→ Goal:
Rename "Target" to "Label" in every entry below and leave the rest of the text as it is.

→ Provided records:
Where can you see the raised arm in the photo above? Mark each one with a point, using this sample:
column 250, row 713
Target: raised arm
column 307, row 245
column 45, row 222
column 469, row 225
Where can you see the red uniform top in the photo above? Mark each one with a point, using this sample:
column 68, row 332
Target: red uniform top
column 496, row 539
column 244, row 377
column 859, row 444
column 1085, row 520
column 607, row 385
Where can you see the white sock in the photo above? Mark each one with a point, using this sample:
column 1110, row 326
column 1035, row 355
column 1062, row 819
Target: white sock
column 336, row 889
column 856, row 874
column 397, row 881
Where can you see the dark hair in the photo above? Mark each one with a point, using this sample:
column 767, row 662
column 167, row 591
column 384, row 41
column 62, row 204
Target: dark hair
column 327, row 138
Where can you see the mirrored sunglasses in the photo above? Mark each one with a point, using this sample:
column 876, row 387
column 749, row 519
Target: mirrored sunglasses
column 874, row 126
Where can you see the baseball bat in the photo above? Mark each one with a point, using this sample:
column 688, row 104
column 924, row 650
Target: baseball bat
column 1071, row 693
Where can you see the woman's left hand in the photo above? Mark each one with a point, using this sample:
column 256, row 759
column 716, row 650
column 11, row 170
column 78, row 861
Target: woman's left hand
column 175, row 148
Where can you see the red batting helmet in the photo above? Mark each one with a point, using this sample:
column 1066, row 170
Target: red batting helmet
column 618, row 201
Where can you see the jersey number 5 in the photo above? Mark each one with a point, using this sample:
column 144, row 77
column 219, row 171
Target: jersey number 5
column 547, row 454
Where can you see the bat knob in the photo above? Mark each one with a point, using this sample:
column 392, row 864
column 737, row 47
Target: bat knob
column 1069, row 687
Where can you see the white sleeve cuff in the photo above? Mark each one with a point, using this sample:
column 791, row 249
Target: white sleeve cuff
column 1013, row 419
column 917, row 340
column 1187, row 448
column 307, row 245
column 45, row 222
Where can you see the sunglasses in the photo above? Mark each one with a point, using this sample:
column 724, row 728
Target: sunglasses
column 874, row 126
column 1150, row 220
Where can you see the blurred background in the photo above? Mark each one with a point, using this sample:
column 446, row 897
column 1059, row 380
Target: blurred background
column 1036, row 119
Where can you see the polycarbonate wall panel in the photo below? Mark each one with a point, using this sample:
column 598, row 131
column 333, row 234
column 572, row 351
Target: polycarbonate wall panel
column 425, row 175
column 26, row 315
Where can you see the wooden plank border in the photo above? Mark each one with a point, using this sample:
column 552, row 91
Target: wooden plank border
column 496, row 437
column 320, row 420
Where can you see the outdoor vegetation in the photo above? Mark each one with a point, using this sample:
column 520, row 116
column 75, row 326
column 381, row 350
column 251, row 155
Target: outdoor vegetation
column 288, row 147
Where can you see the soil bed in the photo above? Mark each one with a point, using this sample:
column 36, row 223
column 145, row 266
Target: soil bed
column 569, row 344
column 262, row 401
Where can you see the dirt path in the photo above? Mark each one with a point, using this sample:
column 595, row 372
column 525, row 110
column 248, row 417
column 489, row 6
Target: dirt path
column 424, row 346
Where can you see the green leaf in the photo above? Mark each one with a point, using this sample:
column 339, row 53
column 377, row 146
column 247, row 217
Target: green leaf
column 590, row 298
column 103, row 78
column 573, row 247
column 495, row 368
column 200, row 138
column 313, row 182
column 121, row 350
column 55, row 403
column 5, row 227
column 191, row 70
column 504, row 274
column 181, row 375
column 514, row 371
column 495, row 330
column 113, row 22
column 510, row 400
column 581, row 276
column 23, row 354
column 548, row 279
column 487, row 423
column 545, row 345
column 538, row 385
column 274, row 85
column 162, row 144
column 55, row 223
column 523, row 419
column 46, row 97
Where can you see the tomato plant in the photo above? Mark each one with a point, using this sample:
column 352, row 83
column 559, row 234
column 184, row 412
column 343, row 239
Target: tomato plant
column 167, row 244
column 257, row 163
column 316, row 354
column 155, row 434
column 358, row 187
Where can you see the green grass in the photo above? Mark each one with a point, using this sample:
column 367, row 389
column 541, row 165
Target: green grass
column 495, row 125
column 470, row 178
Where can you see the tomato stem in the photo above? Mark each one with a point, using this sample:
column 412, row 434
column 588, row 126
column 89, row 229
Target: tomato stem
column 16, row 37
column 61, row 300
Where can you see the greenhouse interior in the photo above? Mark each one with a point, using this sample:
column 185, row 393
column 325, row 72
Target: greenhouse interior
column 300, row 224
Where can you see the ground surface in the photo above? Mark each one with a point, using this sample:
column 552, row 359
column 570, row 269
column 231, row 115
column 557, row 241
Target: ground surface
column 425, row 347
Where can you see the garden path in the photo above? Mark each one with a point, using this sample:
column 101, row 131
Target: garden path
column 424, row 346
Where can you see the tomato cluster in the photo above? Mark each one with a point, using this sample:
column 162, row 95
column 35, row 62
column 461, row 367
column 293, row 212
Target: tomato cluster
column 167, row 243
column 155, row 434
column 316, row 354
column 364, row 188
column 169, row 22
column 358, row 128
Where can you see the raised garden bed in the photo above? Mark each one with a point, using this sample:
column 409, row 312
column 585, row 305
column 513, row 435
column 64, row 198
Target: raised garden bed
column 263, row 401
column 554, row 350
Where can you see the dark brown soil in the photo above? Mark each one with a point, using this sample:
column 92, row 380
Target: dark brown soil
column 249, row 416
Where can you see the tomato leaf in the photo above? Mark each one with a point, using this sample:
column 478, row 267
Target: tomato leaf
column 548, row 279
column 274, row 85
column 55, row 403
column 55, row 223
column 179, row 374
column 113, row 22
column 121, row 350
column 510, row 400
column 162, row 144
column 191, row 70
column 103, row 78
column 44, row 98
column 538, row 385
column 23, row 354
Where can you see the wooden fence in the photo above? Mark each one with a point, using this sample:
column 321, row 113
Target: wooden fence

→ Correct output:
Where can you see the raised arm in the photo above? Mark each one with a point, using this sample:
column 250, row 713
Label: raised arm
column 307, row 245
column 45, row 222
column 469, row 225
Where can you see the red uniform top in the photo above? Mark each one with a point, using this sample:
column 68, row 332
Label: red uniform top
column 496, row 539
column 244, row 377
column 859, row 444
column 1085, row 520
column 607, row 385
Where can you see the white sock in the photo above? Mark each one with a point, using this sample:
column 1110, row 326
column 1035, row 355
column 1062, row 819
Label: white sock
column 336, row 889
column 856, row 874
column 397, row 881
Where can you see the dark hair in the photo above? Mark each one with a point, using this sample:
column 767, row 662
column 167, row 591
column 384, row 41
column 62, row 204
Label: dark hair
column 327, row 138
Where can you see the mirrored sunglasses in the photo above? Mark each one with a point, using this sample:
column 876, row 387
column 749, row 519
Label: mirrored sunglasses
column 874, row 126
Where can you see the baseball bat in the photo above? Mark each one with a point, using this sample:
column 688, row 104
column 924, row 650
Label: baseball bat
column 1071, row 693
Where can you see the woman's left hand in the photo above? Mark each one with a point, using this sample:
column 256, row 759
column 716, row 650
column 11, row 170
column 78, row 861
Label: woman's left hand
column 175, row 148
Where can you see the red batting helmet in the photo above? Mark each one with a point, using this sample:
column 1066, row 170
Label: red batting helmet
column 618, row 201
Where can you see the jersey number 5 in the photo above? Mark each one with a point, using this sample:
column 144, row 77
column 219, row 171
Label: jersey number 5
column 547, row 454
Where can you see the bat knob in the photo above? Mark each one with a point, using this sample:
column 392, row 864
column 737, row 47
Label: bat knob
column 1069, row 687
Where can you see the white sleeve cuff in the photo above? Mark each one with a point, using this sample:
column 791, row 249
Label: white sleeve cuff
column 1013, row 419
column 917, row 340
column 1187, row 448
column 307, row 245
column 45, row 222
Where can you see the sunglasses in the photo above? Mark each one with a point, using this sample:
column 724, row 728
Label: sunglasses
column 874, row 126
column 1150, row 220
Where can you see the blurred background in the photo above? Mark each one with a point, using this sample:
column 446, row 897
column 1059, row 380
Label: blurred background
column 1036, row 119
Where can you see the polycarbonate wall panel in the photo below? Mark each one with a point, using this sample:
column 598, row 131
column 333, row 234
column 572, row 351
Label: polycarbonate wall panel
column 425, row 175
column 26, row 315
Where can you see the wooden plank border in the photo above? Mark each one with a point, using this sample:
column 552, row 91
Label: wooden plank border
column 496, row 437
column 320, row 420
Where can you see the outdoor vegetation in the photo above? Mark each one with a point, using this sample:
column 520, row 116
column 75, row 326
column 381, row 350
column 251, row 155
Label: outdoor vegetation
column 288, row 147
Where can you see the soil bed in the photo above? Mark each one with a point, using this sample:
column 36, row 223
column 145, row 266
Label: soil bed
column 569, row 344
column 262, row 401
Where can you see the dirt path in the photo above? Mark each one with a point, using this sample:
column 595, row 372
column 525, row 110
column 248, row 417
column 489, row 6
Label: dirt path
column 424, row 346
Where can you see the green leaf in the photo above? Mark each one with a point, using this sample:
column 339, row 53
column 377, row 146
column 247, row 217
Label: green leaf
column 590, row 298
column 103, row 78
column 573, row 247
column 495, row 368
column 200, row 138
column 313, row 182
column 121, row 350
column 55, row 403
column 5, row 227
column 191, row 70
column 504, row 274
column 181, row 375
column 514, row 371
column 495, row 330
column 113, row 22
column 510, row 400
column 581, row 276
column 23, row 354
column 548, row 279
column 487, row 423
column 545, row 345
column 538, row 385
column 274, row 85
column 162, row 144
column 55, row 223
column 523, row 419
column 46, row 97
Where can you see the tomato plant in the photo above? Mark each one with a point, using this sample:
column 352, row 83
column 559, row 234
column 184, row 412
column 343, row 239
Label: tomato plant
column 167, row 244
column 257, row 163
column 316, row 354
column 155, row 434
column 358, row 187
Where can you see the green grass in the photo above? Mark each one with a point, using this sample:
column 367, row 389
column 541, row 165
Label: green grass
column 495, row 125
column 470, row 178
Where can you see the tomato stem in the photo above? Mark each one with a point, using this sample:
column 412, row 434
column 588, row 126
column 89, row 229
Label: tomato stem
column 16, row 37
column 61, row 300
Where can you see the greenhouse interior in the photo above? Mark each one with a point, using this sample:
column 185, row 393
column 325, row 72
Label: greenhouse interior
column 300, row 224
Where can you see the ground surface in the photo above? Mark each one with a point, using this sample:
column 552, row 359
column 570, row 269
column 231, row 115
column 557, row 241
Label: ground surface
column 425, row 347
Where can you see the garden path in the photo above? Mark each one with a point, using this sample:
column 101, row 131
Label: garden path
column 424, row 346
Where can you see the tomato cluster in the photo above? Mark each one with a point, using this sample:
column 162, row 95
column 35, row 62
column 461, row 367
column 293, row 212
Label: tomato cluster
column 167, row 243
column 155, row 434
column 316, row 354
column 364, row 188
column 169, row 22
column 358, row 128
Where can you see the raised garden bed in the photo above? Mark each one with a point, using this sample:
column 409, row 312
column 585, row 305
column 513, row 435
column 64, row 198
Label: raised garden bed
column 263, row 401
column 554, row 350
Where can you see the dark brown soil in the photo above? Mark each one with a point, using this sample:
column 92, row 380
Label: dark brown soil
column 249, row 416
Where can you see the tomato leaf in the photo above? Mark each one with a point, using this sample:
column 478, row 267
Label: tomato leaf
column 548, row 279
column 274, row 85
column 55, row 403
column 55, row 223
column 179, row 374
column 113, row 22
column 121, row 350
column 510, row 400
column 162, row 144
column 191, row 70
column 103, row 78
column 44, row 98
column 538, row 385
column 23, row 354
Where can you see the wooden fence in the photo above? Mark each one with a point, using this sample:
column 321, row 113
Label: wooden fence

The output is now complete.